• **PROVIDED PASSAGE**
● ● ● ●

Naked City

Cash Falls From Sky at Lege

On March 29 -- curiously enough, the day after the business-friendly tort-reform package (see "Capitol Chronicle") passed the Texas House -- Appropriations Committee Chair Talmadge Heflin, R-Houston, and Health and Human Services Subcommittee Chair Arlene Wohlgemuth, R-Burleson, announced they had discovered $2.75 billion in new money for health and human services programs. In principle, the additional funds could mean that only 250,000 Texas children, instead of half a million, would lose their health insurance. Instead of cutting Medicaid reimbursements to providers by one-third, they would only be cut by 5%. And funding for programs serving the elderly and disabled, the mentally ill or retarded, and AIDS/HIV patients would also be partially restored -- or rather, less radically cut.

● ● ● ●

Rewrite the part of the article on new health and human services money that opens with the words "On March 29" and closes with "less radically cut.", substituting "April 2" for "March 29". These entries have no connection to the article above.

[Referring expression data]
● ● ● ●

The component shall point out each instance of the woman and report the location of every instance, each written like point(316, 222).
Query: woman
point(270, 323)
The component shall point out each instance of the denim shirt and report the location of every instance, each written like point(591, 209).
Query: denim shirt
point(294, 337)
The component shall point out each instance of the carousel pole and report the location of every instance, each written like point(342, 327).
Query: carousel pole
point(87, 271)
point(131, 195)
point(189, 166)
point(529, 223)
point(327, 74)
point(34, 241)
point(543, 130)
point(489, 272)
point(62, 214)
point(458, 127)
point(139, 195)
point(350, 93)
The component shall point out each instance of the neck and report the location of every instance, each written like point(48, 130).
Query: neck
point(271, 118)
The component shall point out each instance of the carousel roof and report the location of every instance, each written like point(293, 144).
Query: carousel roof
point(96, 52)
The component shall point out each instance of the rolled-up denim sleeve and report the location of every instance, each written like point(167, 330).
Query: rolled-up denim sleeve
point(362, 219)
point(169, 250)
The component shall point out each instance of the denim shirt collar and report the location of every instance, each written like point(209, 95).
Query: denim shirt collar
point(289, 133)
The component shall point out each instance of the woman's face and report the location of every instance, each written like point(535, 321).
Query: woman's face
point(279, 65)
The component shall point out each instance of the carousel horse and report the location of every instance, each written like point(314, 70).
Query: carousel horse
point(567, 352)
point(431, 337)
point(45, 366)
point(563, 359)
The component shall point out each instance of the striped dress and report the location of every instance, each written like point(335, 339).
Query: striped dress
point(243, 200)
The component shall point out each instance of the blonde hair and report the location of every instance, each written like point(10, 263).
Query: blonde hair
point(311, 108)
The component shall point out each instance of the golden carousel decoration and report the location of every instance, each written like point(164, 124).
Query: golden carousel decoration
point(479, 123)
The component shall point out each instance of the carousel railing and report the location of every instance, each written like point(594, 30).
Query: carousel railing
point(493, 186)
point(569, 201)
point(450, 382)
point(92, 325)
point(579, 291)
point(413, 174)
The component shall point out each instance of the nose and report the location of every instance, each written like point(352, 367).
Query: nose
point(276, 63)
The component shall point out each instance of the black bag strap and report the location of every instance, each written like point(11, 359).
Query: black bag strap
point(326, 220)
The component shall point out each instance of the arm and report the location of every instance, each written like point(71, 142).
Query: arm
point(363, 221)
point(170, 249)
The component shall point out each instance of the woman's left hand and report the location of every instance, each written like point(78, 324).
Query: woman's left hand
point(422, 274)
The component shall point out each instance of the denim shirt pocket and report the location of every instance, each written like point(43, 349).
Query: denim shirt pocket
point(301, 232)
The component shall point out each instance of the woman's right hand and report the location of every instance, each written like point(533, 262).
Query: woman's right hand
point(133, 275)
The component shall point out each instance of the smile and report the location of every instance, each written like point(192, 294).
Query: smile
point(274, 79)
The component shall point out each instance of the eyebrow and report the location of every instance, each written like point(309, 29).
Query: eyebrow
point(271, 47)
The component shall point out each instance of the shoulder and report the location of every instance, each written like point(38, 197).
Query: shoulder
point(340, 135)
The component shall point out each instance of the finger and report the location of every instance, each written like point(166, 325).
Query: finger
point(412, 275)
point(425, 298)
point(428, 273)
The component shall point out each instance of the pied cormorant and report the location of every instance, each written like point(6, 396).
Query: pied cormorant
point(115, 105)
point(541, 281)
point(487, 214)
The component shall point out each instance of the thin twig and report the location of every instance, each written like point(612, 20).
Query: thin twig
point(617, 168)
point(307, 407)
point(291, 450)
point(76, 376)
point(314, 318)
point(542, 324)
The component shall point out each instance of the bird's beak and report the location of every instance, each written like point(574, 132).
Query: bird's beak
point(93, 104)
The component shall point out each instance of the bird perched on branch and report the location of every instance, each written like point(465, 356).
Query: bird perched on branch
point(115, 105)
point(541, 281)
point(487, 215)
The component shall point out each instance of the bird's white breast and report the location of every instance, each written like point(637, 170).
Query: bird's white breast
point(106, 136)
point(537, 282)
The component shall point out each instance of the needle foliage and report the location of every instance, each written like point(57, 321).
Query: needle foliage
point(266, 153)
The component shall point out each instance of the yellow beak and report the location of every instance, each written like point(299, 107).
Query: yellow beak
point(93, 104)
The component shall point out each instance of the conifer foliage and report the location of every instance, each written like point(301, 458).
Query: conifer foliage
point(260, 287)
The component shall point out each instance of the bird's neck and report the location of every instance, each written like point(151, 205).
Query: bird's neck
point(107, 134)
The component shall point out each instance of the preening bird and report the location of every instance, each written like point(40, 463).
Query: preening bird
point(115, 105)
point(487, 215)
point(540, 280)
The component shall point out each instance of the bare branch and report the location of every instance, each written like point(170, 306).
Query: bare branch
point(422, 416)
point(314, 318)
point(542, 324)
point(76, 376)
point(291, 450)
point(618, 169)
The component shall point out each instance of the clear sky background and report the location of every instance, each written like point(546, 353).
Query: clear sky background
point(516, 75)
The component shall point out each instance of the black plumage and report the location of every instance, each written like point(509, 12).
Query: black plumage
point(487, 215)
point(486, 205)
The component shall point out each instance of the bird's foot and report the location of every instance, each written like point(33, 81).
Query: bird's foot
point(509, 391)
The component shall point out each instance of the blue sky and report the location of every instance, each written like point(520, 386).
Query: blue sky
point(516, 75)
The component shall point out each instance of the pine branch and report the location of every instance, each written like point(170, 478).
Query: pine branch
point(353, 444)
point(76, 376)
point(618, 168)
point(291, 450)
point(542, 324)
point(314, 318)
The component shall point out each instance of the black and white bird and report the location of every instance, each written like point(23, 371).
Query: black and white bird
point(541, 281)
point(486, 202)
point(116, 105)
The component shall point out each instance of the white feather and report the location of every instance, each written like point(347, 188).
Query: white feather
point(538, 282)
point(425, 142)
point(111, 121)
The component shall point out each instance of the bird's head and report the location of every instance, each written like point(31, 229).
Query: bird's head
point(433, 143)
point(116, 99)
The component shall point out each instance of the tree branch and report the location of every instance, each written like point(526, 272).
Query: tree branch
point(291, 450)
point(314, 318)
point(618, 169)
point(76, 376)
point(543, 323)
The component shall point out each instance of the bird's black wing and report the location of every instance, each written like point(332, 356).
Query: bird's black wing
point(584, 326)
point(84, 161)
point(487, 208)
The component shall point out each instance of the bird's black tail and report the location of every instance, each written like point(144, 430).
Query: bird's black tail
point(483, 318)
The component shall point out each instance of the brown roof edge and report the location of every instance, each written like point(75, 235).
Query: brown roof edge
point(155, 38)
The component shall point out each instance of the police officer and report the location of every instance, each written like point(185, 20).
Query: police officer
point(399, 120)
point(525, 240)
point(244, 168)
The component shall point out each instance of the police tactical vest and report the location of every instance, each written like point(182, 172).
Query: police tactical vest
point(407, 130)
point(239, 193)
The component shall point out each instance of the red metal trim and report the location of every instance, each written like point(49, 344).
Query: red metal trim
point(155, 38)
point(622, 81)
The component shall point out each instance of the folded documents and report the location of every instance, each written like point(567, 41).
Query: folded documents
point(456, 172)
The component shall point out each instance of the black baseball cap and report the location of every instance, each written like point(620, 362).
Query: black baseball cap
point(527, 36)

● ● ● ●

• **ANSWER SPACE**
On April 2 -- curiously enough, the day after the business-friendly tort-reform package (see "Capitol Chronicle") passed the Texas House -- Appropriations Committee Chair Talmadge Heflin, R-Houston, and Health and Human Services Subcommittee Chair Arlene Wohlgemuth, R-Burleson, announced they had discovered $2.75 billion in new money for health and human services programs. In principle, the additional funds could mean that only 250,000 Texas children, instead of half a million, would lose their health insurance. Instead of cutting Medicaid reimbursements to providers by one-third, they would only be cut by 5%. And funding for programs serving the elderly and disabled, the mentally ill or retarded, and AIDS/HIV patients would also be partially restored -- or rather, less radically cut.